▶ Excerpt:

Those who support voluntary assisted dying assume that people go to heaven when they die, but we have no way of knowing this. All religions have a heaven and hell of some description but where we end up is not for us to know.
As Shakespeare's Hamlet says in his famous "to be or not to be" soliloquy: "Death - the undiscovered country from which those bourn, no traveller returns, puzzles the will and makes us rather bear those ills we have, then fly to others that we know not of."
Even extinction is a worse option. All we can know is that once we have died, there is no coming back.
Assisted suicide may actually increase pain and suffering.
Assisted suicide is cheap and easy and I am concerned that if adopted, there will be far less incentive to find cures for diseases, improve pain relief and provide better palliative care.
We already know that many elderly, sick, and handicapped people are subject to abuse, neglect, and lack of care.
Many of these people are already regarded as unwanted burdens on families and society.
Once assisted suicide is legalised, it will be too easy to try to coerce them into accepting suicide by false prognosis, lack of care, neglect, and abuse.
Eventually, as has happened overseas, many people are put to death without their consent. It would be very difficult to stop all this without allocating a lot of resources that would be better spent on improving care.
"Hell is paved with good intentions", as the saying goes.
We all want to reduce pain and suffering but we need to do this in a positive and constructive way. Otherwise, we will end up making things worse.

▶ Exercise objective: Name every means the assisted dying excerpt says could be used to coerce people into accepting suicide once it is legalized.

▶ Raw data:
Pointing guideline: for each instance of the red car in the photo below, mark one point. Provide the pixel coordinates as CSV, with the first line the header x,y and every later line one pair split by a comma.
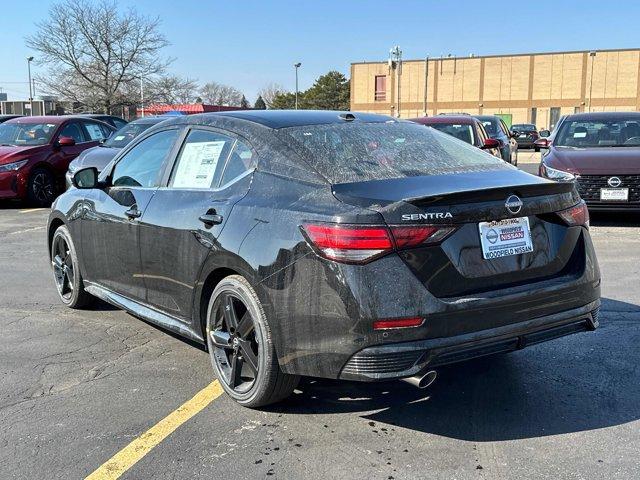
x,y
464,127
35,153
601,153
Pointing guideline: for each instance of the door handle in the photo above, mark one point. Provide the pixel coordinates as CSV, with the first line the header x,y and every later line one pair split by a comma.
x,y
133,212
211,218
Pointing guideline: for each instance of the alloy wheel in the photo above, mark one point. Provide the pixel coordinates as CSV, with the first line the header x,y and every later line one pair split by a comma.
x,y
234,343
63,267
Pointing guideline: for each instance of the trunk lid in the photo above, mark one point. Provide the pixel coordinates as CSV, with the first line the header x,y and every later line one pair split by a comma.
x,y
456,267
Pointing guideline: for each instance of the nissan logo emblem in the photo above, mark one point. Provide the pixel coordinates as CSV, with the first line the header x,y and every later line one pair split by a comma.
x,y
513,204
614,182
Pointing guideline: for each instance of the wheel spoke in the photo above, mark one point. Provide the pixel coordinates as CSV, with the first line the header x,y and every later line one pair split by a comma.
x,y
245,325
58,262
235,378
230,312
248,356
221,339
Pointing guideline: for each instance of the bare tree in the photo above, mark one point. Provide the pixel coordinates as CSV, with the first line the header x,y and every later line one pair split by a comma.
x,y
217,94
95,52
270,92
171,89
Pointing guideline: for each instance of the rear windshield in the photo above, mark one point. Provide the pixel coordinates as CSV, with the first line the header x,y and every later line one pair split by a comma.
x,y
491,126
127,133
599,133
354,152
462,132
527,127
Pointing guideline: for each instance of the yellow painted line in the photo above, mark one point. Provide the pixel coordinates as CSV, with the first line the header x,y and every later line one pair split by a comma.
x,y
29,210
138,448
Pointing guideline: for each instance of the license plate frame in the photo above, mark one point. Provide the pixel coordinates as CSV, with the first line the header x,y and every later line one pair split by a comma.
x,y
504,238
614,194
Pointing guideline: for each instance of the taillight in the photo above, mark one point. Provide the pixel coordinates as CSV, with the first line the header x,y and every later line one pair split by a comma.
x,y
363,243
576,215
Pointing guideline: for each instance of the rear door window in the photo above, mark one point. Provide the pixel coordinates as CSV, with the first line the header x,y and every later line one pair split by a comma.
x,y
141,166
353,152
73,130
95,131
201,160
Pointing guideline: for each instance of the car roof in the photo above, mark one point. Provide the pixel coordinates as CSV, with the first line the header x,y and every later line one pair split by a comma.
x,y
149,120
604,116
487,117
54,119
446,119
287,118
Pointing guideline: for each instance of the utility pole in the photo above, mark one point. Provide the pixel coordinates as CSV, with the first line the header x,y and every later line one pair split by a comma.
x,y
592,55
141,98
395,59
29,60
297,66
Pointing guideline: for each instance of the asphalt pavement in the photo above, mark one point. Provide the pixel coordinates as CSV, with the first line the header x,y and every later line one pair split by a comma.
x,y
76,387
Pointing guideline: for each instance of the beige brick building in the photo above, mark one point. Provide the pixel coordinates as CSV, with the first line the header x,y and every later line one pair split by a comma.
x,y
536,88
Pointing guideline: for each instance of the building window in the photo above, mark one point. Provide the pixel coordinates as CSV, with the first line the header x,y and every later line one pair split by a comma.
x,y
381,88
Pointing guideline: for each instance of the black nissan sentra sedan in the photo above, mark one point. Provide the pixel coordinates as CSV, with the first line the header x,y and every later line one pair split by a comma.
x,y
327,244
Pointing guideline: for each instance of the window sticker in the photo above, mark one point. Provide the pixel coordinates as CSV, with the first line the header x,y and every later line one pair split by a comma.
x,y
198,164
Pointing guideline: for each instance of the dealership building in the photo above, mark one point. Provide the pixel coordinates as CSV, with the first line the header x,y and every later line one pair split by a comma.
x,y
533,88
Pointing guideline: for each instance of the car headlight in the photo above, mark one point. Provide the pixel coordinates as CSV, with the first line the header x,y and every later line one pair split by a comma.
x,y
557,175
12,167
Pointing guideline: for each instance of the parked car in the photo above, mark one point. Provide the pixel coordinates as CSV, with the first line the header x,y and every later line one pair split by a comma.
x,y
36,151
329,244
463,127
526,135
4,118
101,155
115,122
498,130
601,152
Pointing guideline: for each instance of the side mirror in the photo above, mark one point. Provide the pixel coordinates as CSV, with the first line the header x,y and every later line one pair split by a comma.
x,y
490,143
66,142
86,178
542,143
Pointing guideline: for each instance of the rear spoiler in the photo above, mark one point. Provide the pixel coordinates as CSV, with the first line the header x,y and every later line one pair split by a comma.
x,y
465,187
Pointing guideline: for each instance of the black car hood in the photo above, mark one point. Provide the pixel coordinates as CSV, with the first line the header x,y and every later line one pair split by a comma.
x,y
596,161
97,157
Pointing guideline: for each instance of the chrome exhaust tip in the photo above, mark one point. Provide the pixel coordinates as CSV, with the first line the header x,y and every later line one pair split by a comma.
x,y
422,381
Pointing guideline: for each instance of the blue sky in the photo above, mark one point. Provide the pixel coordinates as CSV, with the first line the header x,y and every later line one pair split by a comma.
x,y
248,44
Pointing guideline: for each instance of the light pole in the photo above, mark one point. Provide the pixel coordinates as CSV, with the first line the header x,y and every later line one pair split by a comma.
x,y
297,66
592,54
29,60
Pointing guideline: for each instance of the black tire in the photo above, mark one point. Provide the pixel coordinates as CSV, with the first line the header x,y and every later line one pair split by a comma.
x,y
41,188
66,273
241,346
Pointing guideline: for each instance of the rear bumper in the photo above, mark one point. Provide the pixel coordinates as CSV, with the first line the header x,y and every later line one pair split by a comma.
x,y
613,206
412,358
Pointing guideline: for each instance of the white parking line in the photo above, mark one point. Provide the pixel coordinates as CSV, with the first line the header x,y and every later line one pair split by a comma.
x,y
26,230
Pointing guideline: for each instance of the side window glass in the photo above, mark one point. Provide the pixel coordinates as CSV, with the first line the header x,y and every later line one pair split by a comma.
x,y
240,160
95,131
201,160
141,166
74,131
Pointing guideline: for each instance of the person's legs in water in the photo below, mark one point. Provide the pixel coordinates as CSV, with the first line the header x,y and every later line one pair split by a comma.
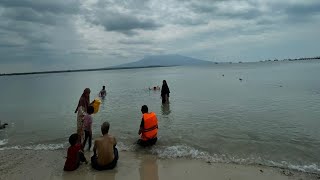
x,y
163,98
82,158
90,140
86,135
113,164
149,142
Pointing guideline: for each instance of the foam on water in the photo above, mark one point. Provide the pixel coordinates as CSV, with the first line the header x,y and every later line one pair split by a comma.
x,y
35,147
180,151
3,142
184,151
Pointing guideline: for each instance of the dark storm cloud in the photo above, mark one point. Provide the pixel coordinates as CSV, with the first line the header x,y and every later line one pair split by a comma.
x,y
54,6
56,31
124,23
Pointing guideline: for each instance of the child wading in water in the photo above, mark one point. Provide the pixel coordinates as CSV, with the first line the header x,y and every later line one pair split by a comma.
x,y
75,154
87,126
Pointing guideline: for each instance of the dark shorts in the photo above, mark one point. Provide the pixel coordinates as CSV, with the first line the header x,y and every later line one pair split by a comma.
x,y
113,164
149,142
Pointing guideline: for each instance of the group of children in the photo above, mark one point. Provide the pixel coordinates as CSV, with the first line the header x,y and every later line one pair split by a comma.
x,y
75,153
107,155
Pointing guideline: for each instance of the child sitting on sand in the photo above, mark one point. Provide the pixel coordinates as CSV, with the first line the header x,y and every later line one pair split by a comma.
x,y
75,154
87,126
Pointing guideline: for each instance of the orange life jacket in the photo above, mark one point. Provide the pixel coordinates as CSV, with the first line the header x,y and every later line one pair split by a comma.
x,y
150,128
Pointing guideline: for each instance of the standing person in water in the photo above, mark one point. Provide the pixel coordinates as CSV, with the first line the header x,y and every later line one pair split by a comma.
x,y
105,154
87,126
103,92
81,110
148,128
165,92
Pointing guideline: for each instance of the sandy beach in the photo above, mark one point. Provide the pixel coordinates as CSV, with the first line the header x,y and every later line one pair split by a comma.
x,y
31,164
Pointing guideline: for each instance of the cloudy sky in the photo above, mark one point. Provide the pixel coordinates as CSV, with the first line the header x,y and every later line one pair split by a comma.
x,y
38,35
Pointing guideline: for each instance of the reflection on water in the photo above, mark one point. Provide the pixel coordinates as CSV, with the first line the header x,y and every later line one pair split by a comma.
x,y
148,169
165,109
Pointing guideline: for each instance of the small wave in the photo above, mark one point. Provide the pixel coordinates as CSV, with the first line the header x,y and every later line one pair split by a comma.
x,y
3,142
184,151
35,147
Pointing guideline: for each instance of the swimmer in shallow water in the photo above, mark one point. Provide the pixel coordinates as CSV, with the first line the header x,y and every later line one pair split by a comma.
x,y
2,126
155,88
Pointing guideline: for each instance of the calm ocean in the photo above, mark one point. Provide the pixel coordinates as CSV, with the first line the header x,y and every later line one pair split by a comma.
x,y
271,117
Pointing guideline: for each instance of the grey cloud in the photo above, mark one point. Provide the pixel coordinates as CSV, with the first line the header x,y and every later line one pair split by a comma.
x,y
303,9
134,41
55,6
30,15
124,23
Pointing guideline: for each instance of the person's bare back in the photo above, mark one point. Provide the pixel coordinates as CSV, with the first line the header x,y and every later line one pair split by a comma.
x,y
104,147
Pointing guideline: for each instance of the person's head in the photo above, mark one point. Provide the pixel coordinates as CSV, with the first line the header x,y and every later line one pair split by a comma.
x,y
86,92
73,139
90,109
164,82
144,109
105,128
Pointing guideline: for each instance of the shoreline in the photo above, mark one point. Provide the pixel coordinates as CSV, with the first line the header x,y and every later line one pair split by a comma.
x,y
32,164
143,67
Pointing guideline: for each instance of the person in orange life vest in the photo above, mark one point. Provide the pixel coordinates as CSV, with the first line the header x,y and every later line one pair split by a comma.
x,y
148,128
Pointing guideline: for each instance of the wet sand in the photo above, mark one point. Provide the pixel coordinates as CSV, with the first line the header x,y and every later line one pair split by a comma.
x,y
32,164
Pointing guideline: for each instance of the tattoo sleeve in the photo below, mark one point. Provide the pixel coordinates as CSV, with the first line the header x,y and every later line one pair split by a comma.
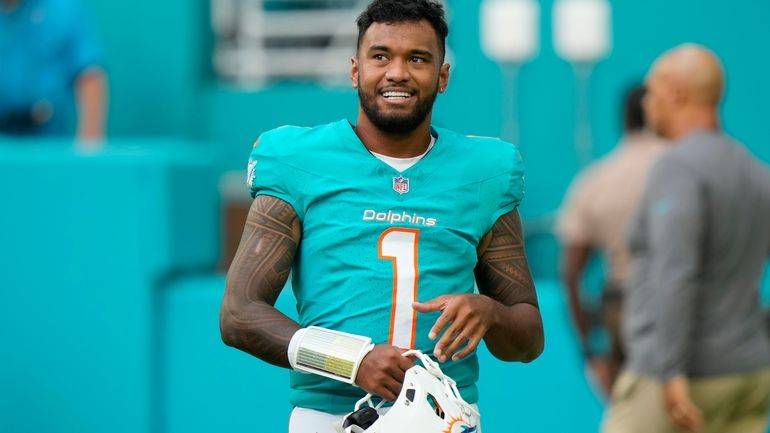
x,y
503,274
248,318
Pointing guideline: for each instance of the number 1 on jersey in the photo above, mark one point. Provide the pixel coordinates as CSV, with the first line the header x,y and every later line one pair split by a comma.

▶ Written solution: False prognosis, lack of care, neglect, and abuse.